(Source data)
________________________________________

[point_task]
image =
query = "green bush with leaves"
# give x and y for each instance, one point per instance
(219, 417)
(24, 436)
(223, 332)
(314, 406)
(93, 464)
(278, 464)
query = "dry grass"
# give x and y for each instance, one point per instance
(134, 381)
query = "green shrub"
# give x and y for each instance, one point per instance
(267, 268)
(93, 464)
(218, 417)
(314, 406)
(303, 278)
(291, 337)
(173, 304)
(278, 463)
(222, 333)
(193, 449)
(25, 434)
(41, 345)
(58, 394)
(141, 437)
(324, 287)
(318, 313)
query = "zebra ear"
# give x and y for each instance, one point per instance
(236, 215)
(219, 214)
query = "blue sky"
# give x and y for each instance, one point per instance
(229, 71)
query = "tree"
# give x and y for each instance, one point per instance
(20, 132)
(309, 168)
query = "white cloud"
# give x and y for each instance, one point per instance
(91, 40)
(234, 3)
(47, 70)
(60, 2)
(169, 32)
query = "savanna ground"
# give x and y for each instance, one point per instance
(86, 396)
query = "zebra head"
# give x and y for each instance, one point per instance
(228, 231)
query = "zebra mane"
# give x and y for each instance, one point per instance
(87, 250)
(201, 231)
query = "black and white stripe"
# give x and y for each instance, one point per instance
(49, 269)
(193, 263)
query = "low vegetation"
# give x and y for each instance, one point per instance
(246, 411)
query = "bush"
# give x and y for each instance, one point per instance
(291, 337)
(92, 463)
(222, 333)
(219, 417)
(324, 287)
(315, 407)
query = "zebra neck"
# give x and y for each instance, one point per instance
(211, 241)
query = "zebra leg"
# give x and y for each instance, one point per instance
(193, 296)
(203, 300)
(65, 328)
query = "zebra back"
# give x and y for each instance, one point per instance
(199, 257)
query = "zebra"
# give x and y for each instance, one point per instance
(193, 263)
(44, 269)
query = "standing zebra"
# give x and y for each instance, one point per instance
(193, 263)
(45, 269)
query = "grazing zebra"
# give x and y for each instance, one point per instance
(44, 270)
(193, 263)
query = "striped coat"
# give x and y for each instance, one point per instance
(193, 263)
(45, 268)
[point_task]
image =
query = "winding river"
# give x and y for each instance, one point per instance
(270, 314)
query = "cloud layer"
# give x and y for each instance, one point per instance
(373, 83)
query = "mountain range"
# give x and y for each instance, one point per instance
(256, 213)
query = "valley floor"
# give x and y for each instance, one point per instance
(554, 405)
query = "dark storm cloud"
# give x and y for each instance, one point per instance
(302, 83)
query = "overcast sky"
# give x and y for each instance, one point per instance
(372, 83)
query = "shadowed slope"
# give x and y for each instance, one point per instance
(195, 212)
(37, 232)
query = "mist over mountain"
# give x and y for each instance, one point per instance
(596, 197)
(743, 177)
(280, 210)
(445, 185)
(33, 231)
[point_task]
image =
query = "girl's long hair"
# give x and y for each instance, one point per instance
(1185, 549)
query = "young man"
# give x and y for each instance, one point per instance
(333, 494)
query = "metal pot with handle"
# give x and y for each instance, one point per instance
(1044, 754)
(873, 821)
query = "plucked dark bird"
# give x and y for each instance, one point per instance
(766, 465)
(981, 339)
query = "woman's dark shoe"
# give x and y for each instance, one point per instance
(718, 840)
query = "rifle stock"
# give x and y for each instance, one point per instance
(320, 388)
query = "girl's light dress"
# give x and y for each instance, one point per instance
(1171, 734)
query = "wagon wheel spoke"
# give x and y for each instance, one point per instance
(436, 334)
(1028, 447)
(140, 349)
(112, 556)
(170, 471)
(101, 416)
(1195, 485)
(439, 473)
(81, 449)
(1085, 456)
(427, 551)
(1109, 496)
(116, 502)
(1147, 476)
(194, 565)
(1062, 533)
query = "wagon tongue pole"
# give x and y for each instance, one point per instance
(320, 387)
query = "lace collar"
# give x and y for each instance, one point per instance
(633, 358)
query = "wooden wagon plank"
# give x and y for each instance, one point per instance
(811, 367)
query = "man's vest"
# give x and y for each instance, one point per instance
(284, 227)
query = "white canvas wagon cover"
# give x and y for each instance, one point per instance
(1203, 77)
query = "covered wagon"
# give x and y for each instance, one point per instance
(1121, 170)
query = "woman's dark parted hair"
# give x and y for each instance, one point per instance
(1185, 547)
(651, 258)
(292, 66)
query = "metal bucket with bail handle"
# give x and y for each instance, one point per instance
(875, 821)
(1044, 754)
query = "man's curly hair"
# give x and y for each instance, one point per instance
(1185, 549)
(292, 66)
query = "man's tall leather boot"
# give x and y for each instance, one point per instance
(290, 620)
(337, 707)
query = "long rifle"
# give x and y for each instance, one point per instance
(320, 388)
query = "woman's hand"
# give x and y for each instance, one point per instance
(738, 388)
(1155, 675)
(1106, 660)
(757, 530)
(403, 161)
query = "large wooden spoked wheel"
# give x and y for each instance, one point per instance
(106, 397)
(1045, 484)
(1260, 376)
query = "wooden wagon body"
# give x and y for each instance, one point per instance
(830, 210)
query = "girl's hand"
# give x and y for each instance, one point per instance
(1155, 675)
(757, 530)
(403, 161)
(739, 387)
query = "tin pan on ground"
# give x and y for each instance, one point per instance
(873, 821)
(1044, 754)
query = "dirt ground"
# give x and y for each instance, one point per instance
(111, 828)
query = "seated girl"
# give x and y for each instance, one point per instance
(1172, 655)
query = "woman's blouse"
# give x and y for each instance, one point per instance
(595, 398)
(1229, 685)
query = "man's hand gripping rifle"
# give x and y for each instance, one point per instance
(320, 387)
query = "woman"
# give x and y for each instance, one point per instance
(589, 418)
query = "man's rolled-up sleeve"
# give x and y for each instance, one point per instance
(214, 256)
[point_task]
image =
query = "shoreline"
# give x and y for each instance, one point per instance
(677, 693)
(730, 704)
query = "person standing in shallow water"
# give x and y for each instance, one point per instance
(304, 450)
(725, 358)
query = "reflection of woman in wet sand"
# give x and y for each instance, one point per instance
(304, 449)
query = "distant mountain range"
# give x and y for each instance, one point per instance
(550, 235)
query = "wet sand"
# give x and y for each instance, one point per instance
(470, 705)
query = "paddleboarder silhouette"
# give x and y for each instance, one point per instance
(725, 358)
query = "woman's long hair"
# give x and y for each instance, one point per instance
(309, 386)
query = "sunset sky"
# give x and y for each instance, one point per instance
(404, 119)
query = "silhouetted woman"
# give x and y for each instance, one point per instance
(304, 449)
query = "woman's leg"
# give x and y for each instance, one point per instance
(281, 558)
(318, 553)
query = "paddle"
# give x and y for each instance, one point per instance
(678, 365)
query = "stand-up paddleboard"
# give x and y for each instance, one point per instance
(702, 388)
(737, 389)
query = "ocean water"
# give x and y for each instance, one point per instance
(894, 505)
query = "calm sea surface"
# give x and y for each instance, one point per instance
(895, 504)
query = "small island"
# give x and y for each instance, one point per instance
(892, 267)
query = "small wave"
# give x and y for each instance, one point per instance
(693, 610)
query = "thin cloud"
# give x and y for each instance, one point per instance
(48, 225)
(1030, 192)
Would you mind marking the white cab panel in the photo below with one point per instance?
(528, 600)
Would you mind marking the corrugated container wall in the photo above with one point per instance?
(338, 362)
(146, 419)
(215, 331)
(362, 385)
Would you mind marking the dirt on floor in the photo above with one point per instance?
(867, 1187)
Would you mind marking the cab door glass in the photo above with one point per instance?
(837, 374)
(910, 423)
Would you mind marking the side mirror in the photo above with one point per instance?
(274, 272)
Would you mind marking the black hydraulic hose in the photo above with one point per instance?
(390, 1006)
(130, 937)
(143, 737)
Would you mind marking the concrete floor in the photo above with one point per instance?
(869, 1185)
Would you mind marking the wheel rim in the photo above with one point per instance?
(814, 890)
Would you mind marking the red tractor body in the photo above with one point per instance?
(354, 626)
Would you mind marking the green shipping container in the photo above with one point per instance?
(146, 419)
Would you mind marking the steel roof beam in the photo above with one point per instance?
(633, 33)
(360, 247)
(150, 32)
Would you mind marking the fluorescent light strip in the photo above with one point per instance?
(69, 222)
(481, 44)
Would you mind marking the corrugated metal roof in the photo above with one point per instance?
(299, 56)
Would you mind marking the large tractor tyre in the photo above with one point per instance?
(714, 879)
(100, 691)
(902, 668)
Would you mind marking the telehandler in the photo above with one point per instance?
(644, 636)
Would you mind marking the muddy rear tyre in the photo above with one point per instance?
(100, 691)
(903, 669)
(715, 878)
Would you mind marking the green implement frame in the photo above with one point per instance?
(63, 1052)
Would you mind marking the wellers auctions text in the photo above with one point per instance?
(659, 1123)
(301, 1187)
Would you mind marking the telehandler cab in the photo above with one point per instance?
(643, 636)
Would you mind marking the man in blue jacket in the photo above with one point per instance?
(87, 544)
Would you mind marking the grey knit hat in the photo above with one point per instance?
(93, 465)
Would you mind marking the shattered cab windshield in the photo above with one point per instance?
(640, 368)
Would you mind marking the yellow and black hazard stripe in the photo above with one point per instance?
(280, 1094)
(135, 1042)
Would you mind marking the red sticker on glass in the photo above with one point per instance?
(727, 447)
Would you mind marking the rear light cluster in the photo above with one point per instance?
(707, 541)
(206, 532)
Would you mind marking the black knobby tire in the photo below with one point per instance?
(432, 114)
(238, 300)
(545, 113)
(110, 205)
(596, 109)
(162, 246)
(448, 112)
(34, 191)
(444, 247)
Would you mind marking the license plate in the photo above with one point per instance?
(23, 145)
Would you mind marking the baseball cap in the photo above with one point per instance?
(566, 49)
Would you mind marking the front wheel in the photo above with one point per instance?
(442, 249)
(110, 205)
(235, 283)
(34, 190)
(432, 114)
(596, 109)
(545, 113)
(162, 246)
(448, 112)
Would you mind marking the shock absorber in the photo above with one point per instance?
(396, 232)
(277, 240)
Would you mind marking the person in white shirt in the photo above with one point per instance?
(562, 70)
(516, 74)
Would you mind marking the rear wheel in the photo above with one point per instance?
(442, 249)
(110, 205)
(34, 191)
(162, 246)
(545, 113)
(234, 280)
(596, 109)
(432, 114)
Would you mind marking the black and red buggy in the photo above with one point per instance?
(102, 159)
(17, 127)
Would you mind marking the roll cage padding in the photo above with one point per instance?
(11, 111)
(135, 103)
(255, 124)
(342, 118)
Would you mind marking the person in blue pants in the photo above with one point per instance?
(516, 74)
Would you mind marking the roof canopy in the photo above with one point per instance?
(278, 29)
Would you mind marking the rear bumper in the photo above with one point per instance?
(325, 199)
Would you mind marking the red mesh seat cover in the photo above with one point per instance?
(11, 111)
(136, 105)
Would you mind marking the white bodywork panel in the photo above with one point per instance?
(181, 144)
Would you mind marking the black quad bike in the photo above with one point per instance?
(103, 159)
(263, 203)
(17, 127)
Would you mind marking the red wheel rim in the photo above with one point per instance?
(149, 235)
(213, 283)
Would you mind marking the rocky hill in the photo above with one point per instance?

________________________________________

▸ PROBLEM TO SOLVE
Say, as a bare number, how many lines above contain the word "bush".

▸ ANSWER BELOW
2